Extract every line of the data below and reproduce each one word for word, in the same order, changing nothing.

[START OF Records for this task]

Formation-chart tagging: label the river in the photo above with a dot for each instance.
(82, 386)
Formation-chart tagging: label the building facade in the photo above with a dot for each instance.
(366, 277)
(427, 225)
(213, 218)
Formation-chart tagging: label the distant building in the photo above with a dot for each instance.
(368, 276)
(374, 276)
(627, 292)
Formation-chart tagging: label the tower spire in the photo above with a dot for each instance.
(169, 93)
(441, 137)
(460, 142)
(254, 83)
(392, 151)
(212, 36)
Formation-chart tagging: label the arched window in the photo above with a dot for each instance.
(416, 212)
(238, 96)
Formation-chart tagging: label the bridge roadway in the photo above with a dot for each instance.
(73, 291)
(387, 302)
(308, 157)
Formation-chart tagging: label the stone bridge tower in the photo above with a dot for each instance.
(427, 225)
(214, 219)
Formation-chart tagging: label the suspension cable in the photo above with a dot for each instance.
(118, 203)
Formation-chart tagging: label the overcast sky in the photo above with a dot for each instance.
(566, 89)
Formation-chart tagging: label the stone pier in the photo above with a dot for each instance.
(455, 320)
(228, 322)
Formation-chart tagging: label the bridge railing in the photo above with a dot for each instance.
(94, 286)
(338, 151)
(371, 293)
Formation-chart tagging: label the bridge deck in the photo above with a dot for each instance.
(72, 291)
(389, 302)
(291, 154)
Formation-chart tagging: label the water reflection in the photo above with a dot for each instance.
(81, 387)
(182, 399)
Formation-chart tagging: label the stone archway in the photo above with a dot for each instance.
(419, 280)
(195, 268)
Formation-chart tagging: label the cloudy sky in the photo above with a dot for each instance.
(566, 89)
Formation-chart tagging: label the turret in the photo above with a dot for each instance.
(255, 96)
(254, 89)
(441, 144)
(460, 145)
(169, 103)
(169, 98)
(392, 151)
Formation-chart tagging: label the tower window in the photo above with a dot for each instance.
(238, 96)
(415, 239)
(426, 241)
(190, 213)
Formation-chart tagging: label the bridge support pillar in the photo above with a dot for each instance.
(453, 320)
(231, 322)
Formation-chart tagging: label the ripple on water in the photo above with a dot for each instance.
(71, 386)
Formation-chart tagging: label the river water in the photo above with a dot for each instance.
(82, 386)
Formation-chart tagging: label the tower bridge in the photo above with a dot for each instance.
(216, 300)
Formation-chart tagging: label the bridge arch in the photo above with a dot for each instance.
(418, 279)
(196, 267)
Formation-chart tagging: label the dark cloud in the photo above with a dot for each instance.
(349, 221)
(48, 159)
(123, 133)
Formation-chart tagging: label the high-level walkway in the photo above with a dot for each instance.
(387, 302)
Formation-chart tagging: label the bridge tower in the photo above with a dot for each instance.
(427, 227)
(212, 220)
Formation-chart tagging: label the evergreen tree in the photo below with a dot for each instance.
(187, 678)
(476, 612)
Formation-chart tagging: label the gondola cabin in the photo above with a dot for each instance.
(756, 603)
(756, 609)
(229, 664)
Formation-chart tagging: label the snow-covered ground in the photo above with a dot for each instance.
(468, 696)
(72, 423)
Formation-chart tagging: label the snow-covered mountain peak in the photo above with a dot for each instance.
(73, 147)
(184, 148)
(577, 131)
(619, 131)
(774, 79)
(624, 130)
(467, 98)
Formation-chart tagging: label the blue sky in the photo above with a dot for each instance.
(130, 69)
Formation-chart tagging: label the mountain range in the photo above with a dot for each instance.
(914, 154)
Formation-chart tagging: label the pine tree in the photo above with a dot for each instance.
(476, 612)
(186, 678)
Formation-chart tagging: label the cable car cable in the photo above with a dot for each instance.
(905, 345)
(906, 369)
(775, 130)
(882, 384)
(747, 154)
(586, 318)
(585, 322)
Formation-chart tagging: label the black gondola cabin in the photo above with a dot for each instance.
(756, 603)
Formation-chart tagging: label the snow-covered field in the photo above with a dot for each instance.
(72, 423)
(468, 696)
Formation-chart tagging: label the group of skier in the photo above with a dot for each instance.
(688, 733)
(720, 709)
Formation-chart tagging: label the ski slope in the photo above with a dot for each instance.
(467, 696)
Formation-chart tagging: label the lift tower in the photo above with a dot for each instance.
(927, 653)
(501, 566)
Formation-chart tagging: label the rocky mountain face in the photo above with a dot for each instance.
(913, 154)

[END OF Records for this task]

--- The completed task ---
Formation-chart tagging: label the river in the photo above with a dot for each instance.
(82, 386)
Formation-chart tagging: label the building facade in the photo above with a dot for each instance.
(366, 277)
(427, 225)
(213, 218)
Formation-chart tagging: label the distant building in the photo above with a dot for each instance.
(368, 276)
(374, 276)
(627, 292)
Formation-chart tagging: label the tower spire in the photo above with a dot for each instance.
(169, 93)
(441, 137)
(460, 142)
(254, 83)
(392, 151)
(212, 36)
Formation-chart tagging: label the arched window in the photo above with a dot for each instance.
(416, 212)
(238, 96)
Formation-chart tagging: label the bridge roadway in the photo above with a dot for each instance.
(73, 291)
(387, 302)
(308, 157)
Formation-chart tagging: label the stone bridge tower in the photo above with a dot for each instance.
(427, 225)
(214, 219)
Formation-chart tagging: label the suspension cable in the photo above with a dot for each instance.
(118, 203)
Formation-chart tagging: label the overcast sky in the photo above with a dot for each instance.
(566, 89)
Formation-chart tagging: label the stone pier in the photo above with a dot for each instance.
(455, 320)
(228, 322)
Formation-chart tagging: label the bridge railing in the photo above with a dot for each instance.
(94, 286)
(338, 151)
(371, 293)
Formation-chart tagging: label the bridge deck in the photo above with a dot for each instance.
(72, 291)
(389, 302)
(291, 154)
Formation-chart tagging: label the water reflection in the photo above with a dot for each instance.
(81, 387)
(182, 399)
Formation-chart tagging: label the stone archway in the photo above with a dot for each instance.
(419, 280)
(195, 268)
Formation-chart tagging: label the cloudy sky in the photo above with a dot for each instance.
(566, 89)
Formation-chart tagging: label the turret in the photo above with a dot for each instance.
(255, 96)
(254, 89)
(441, 144)
(460, 145)
(169, 103)
(169, 98)
(392, 151)
Formation-chart tagging: label the tower window in the photo above with a dot for each instance.
(238, 96)
(415, 239)
(426, 241)
(190, 213)
Formation-chart tagging: label the bridge support pillar in the photo above with a dot for each instance.
(453, 320)
(231, 322)
Formation-chart tagging: label the ripple on water in the photo above with a dot for each instance.
(71, 386)
Formation-chart tagging: label the river water in the photo above with a dot for each instance.
(82, 386)
Formation-chart tagging: label the tower bridge in the photo above with a dot for each instance.
(216, 300)
Formation-chart tagging: label the bridge arch in the photo above with a dot for each instance.
(418, 279)
(196, 267)
Formation-chart tagging: label the dark cloud in the photo above with a dot for each instance.
(349, 221)
(48, 159)
(123, 133)
Formation-chart tagging: label the high-level walkway in the photo above with a dot for each instance.
(387, 302)
Formation-chart tagging: label the bridge tower in the photo above with a dot for each instance.
(427, 227)
(212, 220)
Formation-chart tagging: label the evergreen tree in the photo below with a dot for each instance.
(187, 678)
(476, 612)
Formation-chart tagging: label the gondola cabin in the photo above with a dot for each instance.
(756, 603)
(756, 609)
(229, 664)
Formation-chart tagging: label the snow-covered ground in the photo above with a dot for each instance.
(468, 696)
(72, 423)
Formation-chart tagging: label the snow-covered mountain peak in the photo above with a dot for each instance.
(73, 147)
(184, 148)
(577, 131)
(619, 131)
(774, 79)
(624, 130)
(467, 98)
Formation-chart tagging: label the blue sky in the photo above with a dot for each instance.
(130, 69)
Formation-chart tagging: label the mountain range in the photo above with a dot for each instance.
(914, 154)
Formation-chart tagging: label the pine tree in the photo above with a dot for each instance.
(476, 612)
(186, 678)
Formation-chart tagging: label the cable car cable in the photo above with a dot for each instance.
(905, 345)
(906, 369)
(775, 130)
(882, 384)
(747, 154)
(586, 318)
(585, 322)
Formation-chart tagging: label the black gondola cabin in the photo above with a dot for each instance.
(756, 603)
Formation-chart tagging: label the snow-covered field in the photo above with a dot for each instance.
(72, 423)
(468, 696)
Formation-chart tagging: label the group of skier in the photo above with a dot for each instance.
(688, 733)
(720, 709)
Formation-chart tagging: label the ski slope in the photo above with a dot for each instance.
(467, 696)
Formation-chart tagging: label the lift tower in the photo above with a dot for each instance.
(927, 653)
(501, 566)
Formation-chart tagging: label the rocky mountain face in the photo above with a dot for each instance.
(913, 154)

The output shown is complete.